(Records for the task)
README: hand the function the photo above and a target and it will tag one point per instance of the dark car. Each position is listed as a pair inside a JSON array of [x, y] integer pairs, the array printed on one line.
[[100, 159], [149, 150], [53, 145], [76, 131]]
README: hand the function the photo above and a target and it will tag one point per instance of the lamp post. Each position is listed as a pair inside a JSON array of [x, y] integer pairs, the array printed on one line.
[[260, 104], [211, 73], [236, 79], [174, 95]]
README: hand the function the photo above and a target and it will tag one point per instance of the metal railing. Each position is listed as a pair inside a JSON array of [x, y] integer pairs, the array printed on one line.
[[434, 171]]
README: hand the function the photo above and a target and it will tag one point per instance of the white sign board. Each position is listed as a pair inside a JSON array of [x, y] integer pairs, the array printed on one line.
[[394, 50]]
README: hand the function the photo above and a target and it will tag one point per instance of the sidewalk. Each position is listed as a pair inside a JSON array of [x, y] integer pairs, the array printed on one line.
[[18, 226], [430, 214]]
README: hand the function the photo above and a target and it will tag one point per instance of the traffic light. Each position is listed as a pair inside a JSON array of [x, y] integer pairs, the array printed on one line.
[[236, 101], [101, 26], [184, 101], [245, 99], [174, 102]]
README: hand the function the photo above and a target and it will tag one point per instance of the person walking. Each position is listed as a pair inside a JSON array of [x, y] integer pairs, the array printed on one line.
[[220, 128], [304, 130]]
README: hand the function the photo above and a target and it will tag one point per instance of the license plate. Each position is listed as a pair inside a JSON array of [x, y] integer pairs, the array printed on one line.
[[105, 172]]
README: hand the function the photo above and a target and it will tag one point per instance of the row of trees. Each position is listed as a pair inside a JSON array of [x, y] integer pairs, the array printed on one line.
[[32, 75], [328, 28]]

(Work instruction)
Retyping the data above exactly and in full is the task.

(The answer)
README: hand the function the photo above and a target and it will tag one point per instance of the dark car. Each position is listed as a pair inside a JSON array of [x, y] integer pairs, the array printed on one line.
[[100, 159], [149, 150], [53, 145], [76, 131]]
README: hand the function the photo above and a target and it will tag one point per instance of the lamp post. Each position is listed as a pair inside a JSON array of [x, y] integer pairs, the array printed on one line.
[[260, 104], [211, 73], [236, 79], [174, 95]]
README: hand the function the photo above and a target and it will tag one point per instance of the metal railing. Each position is listed as a pair inside a JSON array of [x, y] integer pairs, the array printed on one line.
[[434, 171]]
README: hand the function the photo above and a target and it will tag one point per instance of the white sign board. Each position is listed as a pair inside a JSON array of [x, y] integer pairs, the array printed on one line.
[[394, 50]]
README: hand the function the photo above and a target and it will tag one point per instance of the sidewalk. Each position is listed as a pair inside a JSON array of [x, y] integer pairs, the array printed on one line.
[[18, 226], [430, 214]]
README: hand the function the photo above and a target and it will tag one point per instance of the traffic light. Each position is listed as a pair inside a JSON array of [x, y] integer pairs, the array printed on one line.
[[236, 101], [101, 26], [184, 101], [245, 99], [174, 102]]
README: hand the function the photo above and a target and it will tag one point per instance of the person walking. Each position is listed as a pair inside a JSON array of [x, y] integer pairs, the array printed on one line.
[[220, 128], [304, 130]]
README: hand the function the photo above and a target and it will tag one point per instance of the license plate. Each position is listed as a pair inside a JSON array of [x, y] integer pairs, the array printed on one line.
[[105, 172]]
README: hand the function the photo above and a target and it will tag one point per instance of the row of trees. Each position is listed as a pair inside a JSON array of [x, y] integer pairs, the array printed on one line.
[[32, 75], [328, 28]]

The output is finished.